(WHAT IS NEEDED)
Each line from the one with "label the man in striped" to the final line of the data must be reproduced exactly, and no other line may appear.

#### RECORDS FOR PROCESSING

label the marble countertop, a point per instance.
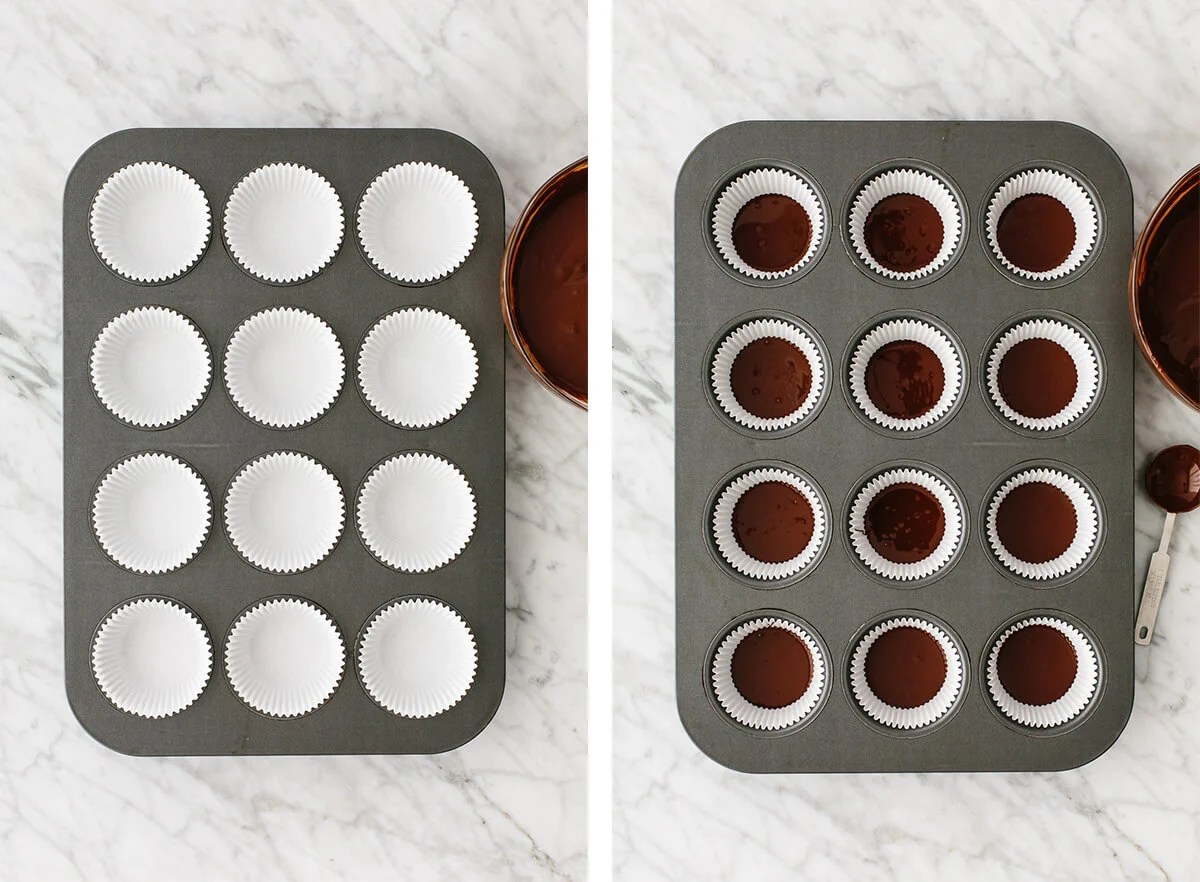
(511, 803)
(683, 72)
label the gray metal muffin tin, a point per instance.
(217, 439)
(975, 298)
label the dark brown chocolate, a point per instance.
(772, 233)
(905, 379)
(904, 232)
(905, 667)
(1037, 665)
(1036, 232)
(905, 523)
(1036, 522)
(772, 667)
(773, 522)
(1037, 378)
(771, 377)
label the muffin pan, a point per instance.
(283, 444)
(895, 393)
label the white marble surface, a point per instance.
(687, 70)
(510, 804)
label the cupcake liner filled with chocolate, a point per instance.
(1042, 672)
(769, 673)
(1043, 375)
(1042, 523)
(1042, 225)
(768, 375)
(768, 223)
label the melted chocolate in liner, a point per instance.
(773, 522)
(772, 233)
(905, 523)
(1037, 664)
(771, 378)
(1036, 522)
(905, 667)
(904, 232)
(1036, 232)
(772, 667)
(1037, 378)
(905, 379)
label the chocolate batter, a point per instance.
(905, 379)
(772, 233)
(1037, 664)
(771, 378)
(773, 522)
(1037, 378)
(772, 667)
(1036, 522)
(905, 523)
(904, 232)
(905, 667)
(1036, 232)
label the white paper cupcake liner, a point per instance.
(753, 715)
(765, 181)
(906, 718)
(736, 342)
(916, 183)
(285, 511)
(418, 658)
(727, 543)
(285, 657)
(418, 222)
(283, 222)
(151, 513)
(1072, 703)
(418, 367)
(150, 366)
(1086, 525)
(952, 535)
(151, 658)
(150, 222)
(1087, 372)
(1066, 190)
(921, 333)
(417, 511)
(283, 367)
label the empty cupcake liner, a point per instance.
(753, 715)
(151, 513)
(285, 511)
(1086, 525)
(283, 223)
(916, 183)
(1066, 190)
(942, 555)
(1087, 372)
(285, 657)
(1069, 706)
(765, 181)
(906, 718)
(738, 340)
(417, 511)
(418, 367)
(726, 540)
(418, 222)
(151, 658)
(418, 658)
(283, 367)
(150, 366)
(150, 222)
(921, 333)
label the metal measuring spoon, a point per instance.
(1173, 481)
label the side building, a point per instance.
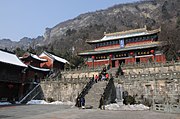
(53, 62)
(12, 77)
(127, 47)
(34, 71)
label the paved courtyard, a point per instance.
(66, 112)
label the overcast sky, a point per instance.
(29, 18)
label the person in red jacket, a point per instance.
(107, 76)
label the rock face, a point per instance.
(90, 26)
(73, 33)
(24, 43)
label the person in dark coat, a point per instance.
(102, 102)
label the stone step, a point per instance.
(94, 94)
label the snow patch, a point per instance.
(5, 103)
(116, 106)
(53, 103)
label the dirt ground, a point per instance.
(67, 112)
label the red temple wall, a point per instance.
(48, 64)
(145, 59)
(97, 63)
(128, 44)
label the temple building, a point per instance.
(127, 47)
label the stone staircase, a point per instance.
(94, 94)
(112, 71)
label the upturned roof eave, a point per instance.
(144, 33)
(118, 50)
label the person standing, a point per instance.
(83, 102)
(102, 102)
(96, 78)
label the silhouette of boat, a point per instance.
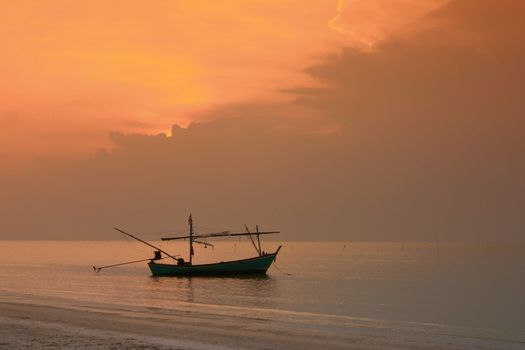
(257, 265)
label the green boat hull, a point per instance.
(256, 266)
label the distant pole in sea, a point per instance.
(437, 242)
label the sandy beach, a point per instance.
(26, 326)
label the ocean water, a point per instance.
(473, 292)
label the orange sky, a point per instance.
(72, 72)
(364, 120)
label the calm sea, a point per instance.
(469, 291)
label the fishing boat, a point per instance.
(256, 265)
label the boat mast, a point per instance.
(190, 221)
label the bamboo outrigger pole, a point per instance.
(146, 243)
(97, 269)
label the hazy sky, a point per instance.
(357, 120)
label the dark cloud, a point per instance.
(430, 143)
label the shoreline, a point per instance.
(31, 326)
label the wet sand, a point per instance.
(27, 326)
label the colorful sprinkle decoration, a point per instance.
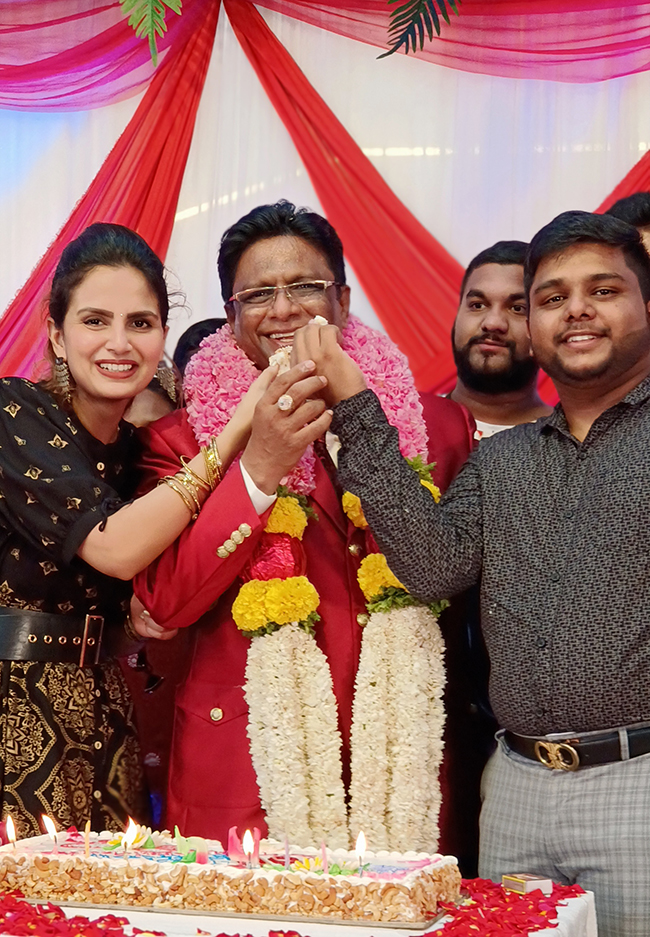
(488, 911)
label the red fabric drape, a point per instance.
(560, 40)
(410, 279)
(138, 186)
(74, 54)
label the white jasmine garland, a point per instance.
(327, 810)
(294, 738)
(276, 735)
(397, 725)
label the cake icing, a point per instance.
(388, 887)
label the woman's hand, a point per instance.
(321, 344)
(144, 625)
(279, 437)
(242, 419)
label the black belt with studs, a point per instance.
(63, 639)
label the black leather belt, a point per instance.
(571, 753)
(39, 636)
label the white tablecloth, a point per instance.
(576, 919)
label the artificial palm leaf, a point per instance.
(147, 17)
(410, 21)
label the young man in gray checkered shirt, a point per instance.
(553, 519)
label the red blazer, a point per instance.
(212, 784)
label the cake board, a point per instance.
(399, 928)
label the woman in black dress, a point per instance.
(71, 538)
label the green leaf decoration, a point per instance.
(147, 17)
(410, 21)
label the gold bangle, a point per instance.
(213, 463)
(196, 478)
(171, 481)
(190, 488)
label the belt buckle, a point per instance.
(89, 640)
(558, 756)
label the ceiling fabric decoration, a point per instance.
(399, 263)
(560, 40)
(137, 186)
(73, 54)
(64, 55)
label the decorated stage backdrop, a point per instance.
(520, 110)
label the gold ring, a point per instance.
(285, 402)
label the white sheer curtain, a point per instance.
(475, 158)
(48, 161)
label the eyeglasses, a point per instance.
(303, 294)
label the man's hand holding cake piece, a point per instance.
(320, 342)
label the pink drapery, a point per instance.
(138, 186)
(410, 279)
(79, 54)
(560, 40)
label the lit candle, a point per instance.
(360, 850)
(11, 831)
(50, 829)
(130, 835)
(248, 845)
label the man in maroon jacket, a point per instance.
(496, 389)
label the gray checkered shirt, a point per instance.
(558, 534)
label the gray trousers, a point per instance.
(591, 826)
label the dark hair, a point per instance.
(503, 252)
(582, 227)
(105, 245)
(281, 219)
(192, 337)
(635, 209)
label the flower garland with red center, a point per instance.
(293, 724)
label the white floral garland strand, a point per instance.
(397, 724)
(369, 737)
(294, 738)
(416, 719)
(327, 809)
(276, 735)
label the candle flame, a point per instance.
(130, 834)
(50, 828)
(248, 844)
(361, 846)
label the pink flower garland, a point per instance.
(220, 373)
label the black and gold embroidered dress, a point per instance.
(68, 745)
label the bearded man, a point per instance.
(280, 268)
(550, 518)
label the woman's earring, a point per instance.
(63, 379)
(165, 377)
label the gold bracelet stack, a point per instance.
(213, 463)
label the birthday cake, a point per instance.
(162, 871)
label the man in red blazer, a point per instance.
(279, 268)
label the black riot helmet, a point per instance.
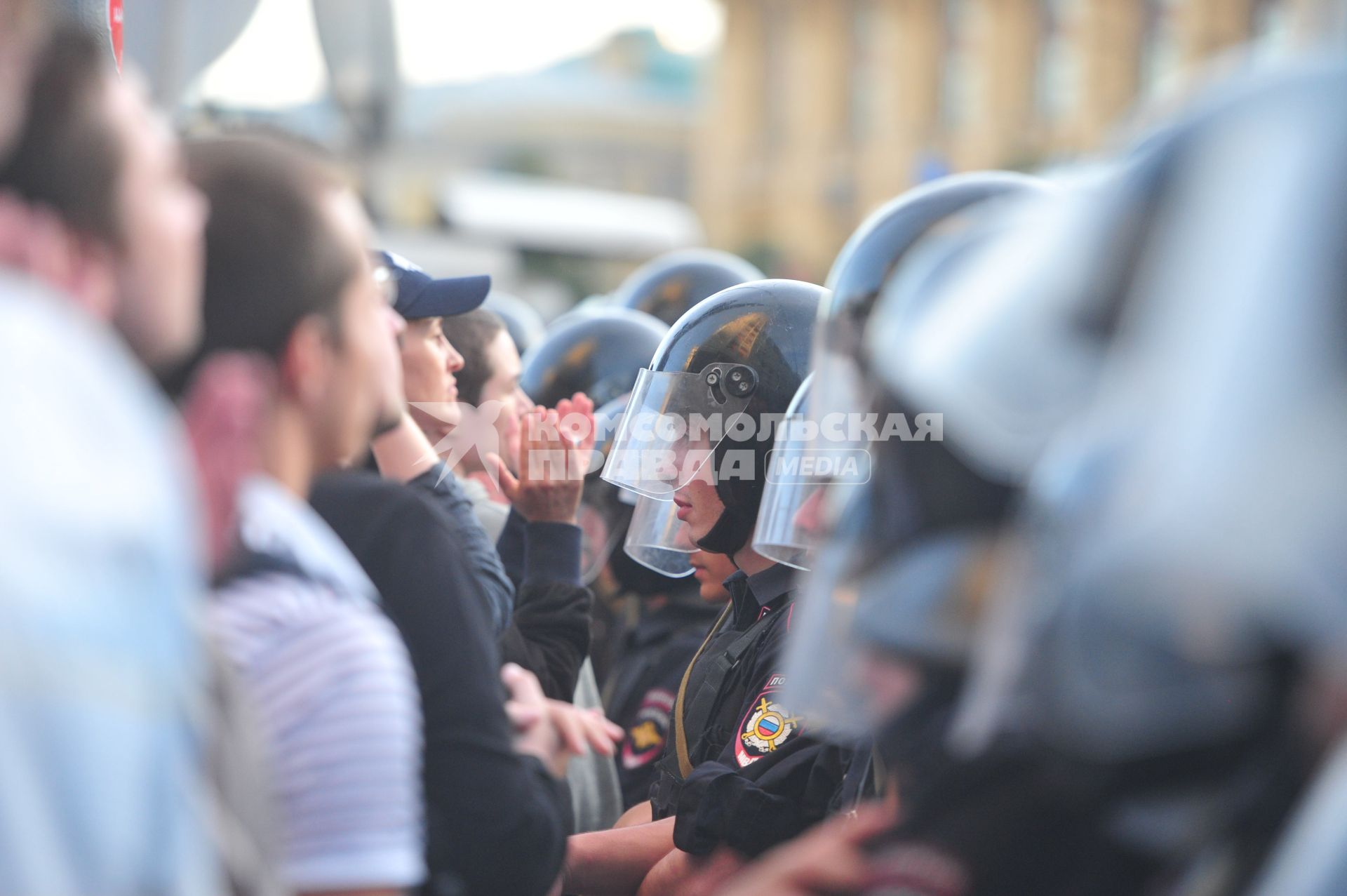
(674, 282)
(522, 320)
(842, 385)
(598, 354)
(872, 253)
(724, 375)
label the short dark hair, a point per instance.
(471, 335)
(271, 256)
(67, 155)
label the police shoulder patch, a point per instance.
(645, 736)
(767, 726)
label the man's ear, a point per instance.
(306, 363)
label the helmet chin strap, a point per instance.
(729, 535)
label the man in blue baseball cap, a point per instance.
(429, 360)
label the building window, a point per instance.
(1162, 57)
(957, 93)
(1273, 29)
(865, 69)
(776, 76)
(1058, 76)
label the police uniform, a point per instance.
(755, 779)
(644, 686)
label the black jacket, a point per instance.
(535, 569)
(758, 777)
(644, 682)
(487, 808)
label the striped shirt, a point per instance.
(333, 689)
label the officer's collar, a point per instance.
(765, 587)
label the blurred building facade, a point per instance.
(822, 109)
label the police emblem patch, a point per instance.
(765, 727)
(645, 737)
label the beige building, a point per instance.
(822, 109)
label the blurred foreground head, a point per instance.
(20, 36)
(288, 276)
(115, 222)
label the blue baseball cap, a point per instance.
(421, 295)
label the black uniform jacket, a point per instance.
(758, 779)
(487, 806)
(644, 682)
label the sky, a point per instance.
(276, 61)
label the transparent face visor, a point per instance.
(657, 540)
(603, 516)
(673, 424)
(799, 473)
(855, 657)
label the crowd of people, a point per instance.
(1003, 562)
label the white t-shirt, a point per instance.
(336, 697)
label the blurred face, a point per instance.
(503, 386)
(19, 39)
(159, 267)
(354, 385)
(429, 364)
(710, 570)
(698, 504)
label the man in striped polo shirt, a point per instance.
(287, 276)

########

(ANSWER BELOW)
label the man in striped polo shirt, a point per instance.
(287, 276)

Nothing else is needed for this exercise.